Your goal :: Collect each line from the rows below that contains the word "yellow", matching case exactly.

[start Recorded information]

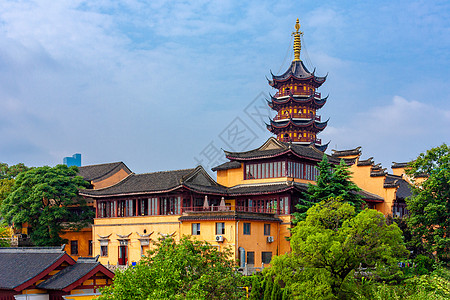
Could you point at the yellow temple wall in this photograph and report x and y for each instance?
(231, 177)
(398, 171)
(208, 233)
(257, 242)
(130, 226)
(375, 185)
(111, 180)
(283, 244)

[end Recorded information]

Reply to the task ::
Could you point at the yellow temple wall in this photograph and report x and y for each instance?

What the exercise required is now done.